[Point annotation records]
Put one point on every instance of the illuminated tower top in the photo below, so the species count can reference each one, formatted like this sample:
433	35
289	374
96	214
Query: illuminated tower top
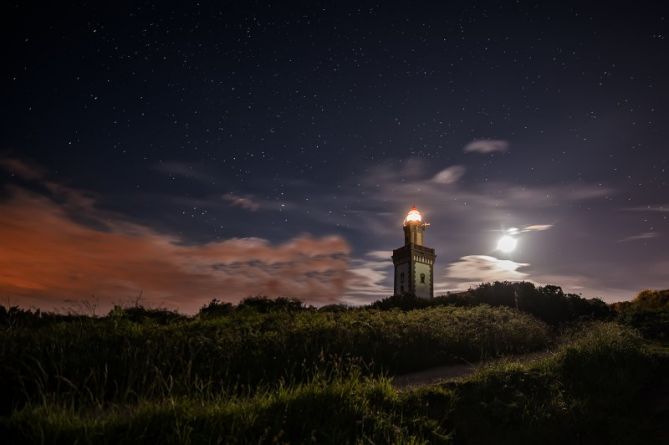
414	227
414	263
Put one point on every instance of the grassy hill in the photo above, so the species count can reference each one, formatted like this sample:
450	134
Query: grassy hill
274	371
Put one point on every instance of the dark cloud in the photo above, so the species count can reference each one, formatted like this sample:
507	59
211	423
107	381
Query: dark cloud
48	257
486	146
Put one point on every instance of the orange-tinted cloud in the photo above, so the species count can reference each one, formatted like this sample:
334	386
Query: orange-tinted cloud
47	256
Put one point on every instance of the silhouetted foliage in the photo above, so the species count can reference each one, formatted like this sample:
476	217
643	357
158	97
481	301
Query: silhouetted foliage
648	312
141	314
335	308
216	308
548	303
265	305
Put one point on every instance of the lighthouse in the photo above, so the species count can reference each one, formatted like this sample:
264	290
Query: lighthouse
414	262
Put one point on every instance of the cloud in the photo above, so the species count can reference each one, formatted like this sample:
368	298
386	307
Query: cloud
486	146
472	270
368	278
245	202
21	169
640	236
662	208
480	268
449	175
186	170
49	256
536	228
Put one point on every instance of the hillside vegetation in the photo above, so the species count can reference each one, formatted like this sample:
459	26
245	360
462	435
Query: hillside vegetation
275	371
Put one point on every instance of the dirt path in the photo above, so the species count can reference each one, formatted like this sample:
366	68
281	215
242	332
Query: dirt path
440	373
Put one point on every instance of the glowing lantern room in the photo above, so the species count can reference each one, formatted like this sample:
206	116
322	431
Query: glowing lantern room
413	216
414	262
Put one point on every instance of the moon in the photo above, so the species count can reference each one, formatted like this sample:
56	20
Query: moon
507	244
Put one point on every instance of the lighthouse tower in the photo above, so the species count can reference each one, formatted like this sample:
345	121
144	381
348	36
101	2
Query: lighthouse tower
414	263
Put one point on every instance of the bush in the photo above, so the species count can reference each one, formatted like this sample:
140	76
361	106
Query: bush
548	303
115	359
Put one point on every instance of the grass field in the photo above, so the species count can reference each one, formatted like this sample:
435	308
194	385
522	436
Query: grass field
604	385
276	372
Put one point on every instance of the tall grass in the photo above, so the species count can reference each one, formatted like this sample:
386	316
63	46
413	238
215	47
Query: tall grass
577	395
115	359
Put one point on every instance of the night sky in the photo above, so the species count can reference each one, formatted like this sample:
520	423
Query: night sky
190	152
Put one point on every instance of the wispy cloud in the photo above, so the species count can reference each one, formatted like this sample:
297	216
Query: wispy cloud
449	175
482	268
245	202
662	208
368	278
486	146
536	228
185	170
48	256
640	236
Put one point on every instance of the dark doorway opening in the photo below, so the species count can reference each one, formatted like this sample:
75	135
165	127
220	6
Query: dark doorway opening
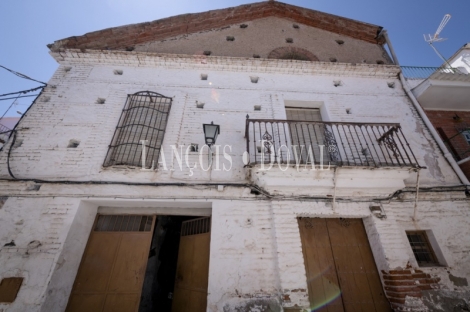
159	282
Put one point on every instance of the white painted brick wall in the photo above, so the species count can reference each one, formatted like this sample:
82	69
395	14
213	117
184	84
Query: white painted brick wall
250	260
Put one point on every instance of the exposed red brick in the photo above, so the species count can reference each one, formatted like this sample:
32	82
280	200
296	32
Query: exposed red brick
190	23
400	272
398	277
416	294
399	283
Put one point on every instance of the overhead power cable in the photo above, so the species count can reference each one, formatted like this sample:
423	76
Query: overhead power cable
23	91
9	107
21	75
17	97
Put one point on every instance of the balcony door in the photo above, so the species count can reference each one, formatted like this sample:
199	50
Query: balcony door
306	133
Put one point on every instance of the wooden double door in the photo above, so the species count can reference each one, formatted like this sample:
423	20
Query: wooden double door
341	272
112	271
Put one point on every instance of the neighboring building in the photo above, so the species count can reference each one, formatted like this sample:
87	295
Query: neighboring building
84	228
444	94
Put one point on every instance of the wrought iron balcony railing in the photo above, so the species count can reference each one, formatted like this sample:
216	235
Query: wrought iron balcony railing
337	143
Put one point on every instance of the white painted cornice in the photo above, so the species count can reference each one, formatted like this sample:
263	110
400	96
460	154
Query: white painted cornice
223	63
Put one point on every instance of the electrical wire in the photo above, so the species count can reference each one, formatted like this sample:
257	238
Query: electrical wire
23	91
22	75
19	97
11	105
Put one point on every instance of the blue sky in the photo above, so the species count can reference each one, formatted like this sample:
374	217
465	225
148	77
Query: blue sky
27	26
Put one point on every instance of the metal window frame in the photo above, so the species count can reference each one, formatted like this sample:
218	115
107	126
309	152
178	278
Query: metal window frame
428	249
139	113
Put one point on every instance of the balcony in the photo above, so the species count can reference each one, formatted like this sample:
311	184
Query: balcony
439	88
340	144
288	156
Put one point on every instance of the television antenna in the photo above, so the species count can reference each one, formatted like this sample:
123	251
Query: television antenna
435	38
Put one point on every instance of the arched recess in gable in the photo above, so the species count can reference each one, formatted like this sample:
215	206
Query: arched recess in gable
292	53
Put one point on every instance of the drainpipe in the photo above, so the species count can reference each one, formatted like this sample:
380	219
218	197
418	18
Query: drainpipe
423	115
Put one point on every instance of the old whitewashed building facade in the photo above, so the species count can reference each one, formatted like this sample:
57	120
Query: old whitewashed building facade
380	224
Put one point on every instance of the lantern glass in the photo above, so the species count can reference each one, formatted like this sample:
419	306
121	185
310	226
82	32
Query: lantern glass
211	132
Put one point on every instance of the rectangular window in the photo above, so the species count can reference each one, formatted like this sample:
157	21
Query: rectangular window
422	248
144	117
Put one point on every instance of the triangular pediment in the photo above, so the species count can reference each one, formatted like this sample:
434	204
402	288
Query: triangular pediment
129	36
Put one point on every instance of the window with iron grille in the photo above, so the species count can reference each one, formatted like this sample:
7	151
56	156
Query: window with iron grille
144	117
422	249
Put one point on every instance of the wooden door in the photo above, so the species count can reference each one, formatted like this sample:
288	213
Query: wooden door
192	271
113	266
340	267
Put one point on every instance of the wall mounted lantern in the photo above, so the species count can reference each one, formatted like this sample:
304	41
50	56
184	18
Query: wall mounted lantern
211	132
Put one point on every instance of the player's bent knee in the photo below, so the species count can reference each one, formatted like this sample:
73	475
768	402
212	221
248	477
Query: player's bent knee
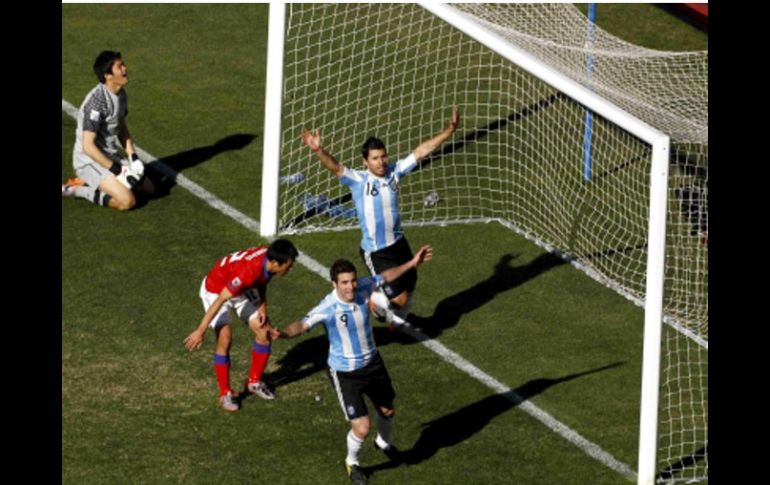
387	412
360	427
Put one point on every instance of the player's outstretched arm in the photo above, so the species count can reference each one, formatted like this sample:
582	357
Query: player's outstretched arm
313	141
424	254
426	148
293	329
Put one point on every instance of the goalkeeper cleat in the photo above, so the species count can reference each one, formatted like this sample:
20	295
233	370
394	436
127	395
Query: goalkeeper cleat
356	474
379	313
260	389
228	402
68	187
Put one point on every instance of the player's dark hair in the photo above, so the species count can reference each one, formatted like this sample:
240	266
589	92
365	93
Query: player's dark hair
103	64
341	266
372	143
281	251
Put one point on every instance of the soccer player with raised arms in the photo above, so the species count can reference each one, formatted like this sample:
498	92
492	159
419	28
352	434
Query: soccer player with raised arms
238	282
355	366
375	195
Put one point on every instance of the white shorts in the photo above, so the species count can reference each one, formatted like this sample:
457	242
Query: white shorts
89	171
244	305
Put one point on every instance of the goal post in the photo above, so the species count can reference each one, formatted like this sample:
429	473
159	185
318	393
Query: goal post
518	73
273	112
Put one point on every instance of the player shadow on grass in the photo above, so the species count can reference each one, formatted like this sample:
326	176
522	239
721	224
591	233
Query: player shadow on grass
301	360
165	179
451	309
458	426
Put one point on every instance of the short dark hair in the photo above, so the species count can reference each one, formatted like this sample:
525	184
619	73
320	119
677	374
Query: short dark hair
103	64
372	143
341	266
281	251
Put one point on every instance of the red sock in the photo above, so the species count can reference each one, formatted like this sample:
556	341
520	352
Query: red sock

> [Work to do] Rewrite every one of the records with "species count" swapped for "object tally" and nothing else altered. Omit the pictures.

> [Final result]
Put one point on every instance of the illuminated tower top in the photo below, so the object tally can reference each one, formatted like this sample:
433	35
289	374
96	214
Query: illuminated tower top
414	227
414	263
Put one point on every instance of the grassy hill in the photo above, so the object tally can reference each one, formatted like this sample:
450	134
Query: grassy hill
274	371
Put one point on every instance of the dark cloud in the photo above, so the object tally can reference each one, formatted like this sample:
507	59
211	423
107	381
Query: dark cloud
48	257
486	146
Put one point on every instance of the orange-tinted cloud in the photo above, so the object tally can reference each one, formatted like this sample:
334	386
Query: orange-tinted cloud
47	256
Put one point on every instance of the silhouetted foliage in the photo above, so the object tally can reference each one, formatted like this sample:
476	217
643	357
158	97
481	301
Query: silhouetted foliage
648	312
141	314
335	308
216	308
548	303
265	305
Put one point on every instance of the lighthouse in the photo above, so the object tally can reference each one, formatted like this sample:
264	290
Query: lighthouse
414	262
Put one point on every instance of the cloud in the photo above, so the object tally can reference each one, formatted like this sample:
368	298
386	307
Query: cloud
486	146
472	270
368	278
245	202
21	169
640	236
662	208
480	268
449	175
186	170
49	256
536	228
Put one point on every instance of the hillside vegetation in the photo above, so the object tally can reference each one, formatted like this sample:
459	26
245	360
462	435
Query: hillside vegetation
275	371
Put one point on every instance of the dirt path in the photo above, so the object tally can reference each one, formatted like this sample:
366	68
281	215
242	332
Query: dirt path
440	373
Put one point on every instance of the glowing lantern room in the photo above, so the object tally can reference each one, formatted like this sample:
206	116
322	431
Query: glowing lantern room
413	216
414	262
Put one point on every instance of the moon in the photo above, so the object tally can reference each one, formatted like this sample:
56	20
Query: moon
507	244
Put one point on every instance of the lighthouse tower in the photo above, so the object tally can reference each one, formatted like this sample:
345	121
144	381
348	36
101	2
Query: lighthouse tower
414	263
Put one point on every instance of the bush in the photo above, so the object tally can reference each one, formatted like this sample:
140	76
361	106
Query: bush
548	303
115	359
Put one point on every instance of the grass field in the photo above, so the object tally can reference each one, formatted like this sample:
435	308
194	385
522	436
Query: grass field
604	385
276	372
Put one point on every instance of the tall grass in the photo above, so the object tally can reference each one, formatted like this sample:
386	316
63	46
413	238
215	47
Query: tall grass
577	395
115	359
Put one point on every instance of the night sky in the photo above, so the object tally can reference each one, formatted like this sample:
520	423
Query: night sky
190	152
Put one point on every instance of the wispy cloud in the photo above, so the object tally can reference each one, formatted like this sample:
297	216
Query: wispy cloud
449	175
482	268
245	202
662	208
368	278
486	146
536	228
185	170
48	256
640	236
Put one point on every instance of the dark doorway opening in the photo below, so the object tally can reference each one, formatted like this sample:
75	135
165	127
220	6
Query: dark doorway opening
159	282
Put one point on every instance of the white painted brick wall in the photo above, so the object tally can reference each one, formatted like this sample:
82	69
395	14
213	117
184	84
Query: white painted brick wall
250	260
Put one point on every instance of the exposed red brick in the photo above, so the object tally can reference each one, formatted like this sample:
32	82
280	200
296	32
Query: exposed red brick
190	23
400	272
398	277
416	294
399	283
Put one point on every instance of the overhead power cable in the photo above, so the object tally can reference each one, formatted like this sample:
423	76
Query: overhead power cable
23	91
9	107
21	75
17	97
Put one point on every instance of the balcony door in the photo above, so the object tally can reference each one, formatted like this sample:
199	50
Query: balcony door
306	133
Put one point on every instance of the wooden double door in the photo above, so the object tally can reference each one, formatted like this sample:
423	20
Query: wooden double door
341	272
112	271
Put one point on every instance of the neighboring building in the photo above, so the object tally can reference each one, formatted like this sample:
87	295
Query: neighboring building
84	228
444	94
Put one point on every instance of the wrought iron balcony railing in the photo above, so the object tally can reference each one, formatted like this sample:
216	235
Query: wrought iron balcony railing
337	143
Put one point on every instance of the white painted cornice in the photo above, so the object tally can reference each one, formatted like this sample:
263	110
400	96
460	154
Query: white painted cornice
223	63
Put one point on every instance of the electrical wire in the photo above, so the object tally can reference each one, formatted like this sample:
257	238
Query: electrical wire
23	91
22	75
19	97
11	105
Put one point on every instance of the blue sky in the photo above, so the object tally can reference each one, formatted like this sample:
374	217
465	225
148	77
Query: blue sky
27	26
Put one point on every instance of the metal window frame in the photo above, so the object tally can reference each one, formatted like this sample:
218	115
107	126
309	152
178	278
Query: metal window frame
428	249
139	113
Put one point on every instance of the balcony in the photo above, so the object tally can reference each one, formatted like this sample:
311	184
Query: balcony
439	88
340	144
288	156
Put one point on every instance of the television antenna in the photo above, so the object tally can reference each one, formatted like this sample:
123	251
Query: television antenna
435	38
Put one point on every instance of the arched recess in gable in the photo above, so the object tally can reference each one, formatted like this sample:
215	206
Query: arched recess in gable
292	53
Put one point on every instance of the drainpipe in the photo above, so the object tally can reference each one, formatted like this sample:
380	219
218	197
418	18
Query: drainpipe
423	115
Put one point on every instance of the old whitewashed building facade in the photo above, so the object tally can reference each one, formatted like this sample:
57	120
Query: old whitewashed building facade
380	224
Put one point on every instance of the lantern glass in the photo above, so the object tally can reference each one, formatted like this sample:
419	306
121	185
310	226
82	32
Query: lantern glass
211	132
Put one point on every instance of the rectangular window in the photo above, so the object tally can reference each one, formatted like this sample:
157	21
Query: rectangular window
422	248
144	117
Put one point on every instance of the triangular pediment in the photo above, so the object tally can reference each one, formatted like this sample:
434	204
402	288
Query: triangular pediment
129	36
Put one point on every instance of the window with iron grille in the photo above, so the object tally can reference each one, formatted like this sample:
7	151
56	156
Query: window with iron grille
144	117
422	249
Put one point on every instance of the wooden door in the photo above, so the object tally can reference each one, formatted like this sample:
288	213
Query: wooden door
192	271
113	266
340	267
Put one point on every instance of the wall mounted lantern in the photo above, so the object tally can reference each one, formatted like this sample:
304	41
50	56
184	18
Query: wall mounted lantern
211	132
Put one point on every instance of the player's bent knee in the photo below, so the object tally can reference each one, formatted like this sample:
73	475
768	402
212	221
248	477
Query: player's bent knee
387	412
360	427
Put one point on every instance of the player's outstretched arm in the photo above, so the object tally can reference each one, formatted like this sample:
582	357
Query: player's outstretched arm
313	141
424	254
426	148
293	329
Put one point on every instance of the goalkeeper cleat in the photo above, so the object tally can reference each one, formatted like this sample:
20	295
233	370
394	436
127	395
Query: goalkeeper cleat
356	474
379	313
260	389
228	402
68	187
Put one point on every instance of the player's dark hair in the photo above, so the object tally can reference each one, formatted like this sample:
240	266
589	92
365	93
Query: player's dark hair
103	64
341	266
372	143
281	251
Put one point on every instance of the soccer player with raised arms in the photo above, so the object tally can reference each one, formatted like this sample:
498	92
492	159
419	28
352	434
Query: soccer player with raised arms
238	282
355	366
375	195
Put one point on every instance of the white shorts in the photo above, so the object tally can reference each one, formatted like this sample:
457	242
Query: white shorts
89	171
244	305
Put one point on every instance of the goal post in the photo above, so the object tally can reference each one, formatted like this sample:
429	473
159	185
318	393
Query: goal post
518	73
273	112
Put one point on every instance of the player shadow on grass in the photo above, so the object tally can reference each one, formatted like this sample:
326	176
522	239
721	224
591	233
Query: player shadow on grass
301	360
165	179
451	309
458	426
Put one point on every instance of the short dark hair in the photo above, so the object tally can reference each one, formatted like this sample:
525	184
619	73
320	119
677	374
Query: short dark hair
103	64
372	143
341	266
281	251
Put one point on every instance of the red sock in the photo above, so the object tally can reference each one, formatted like this sample:
556	341
520	352
Query: red sock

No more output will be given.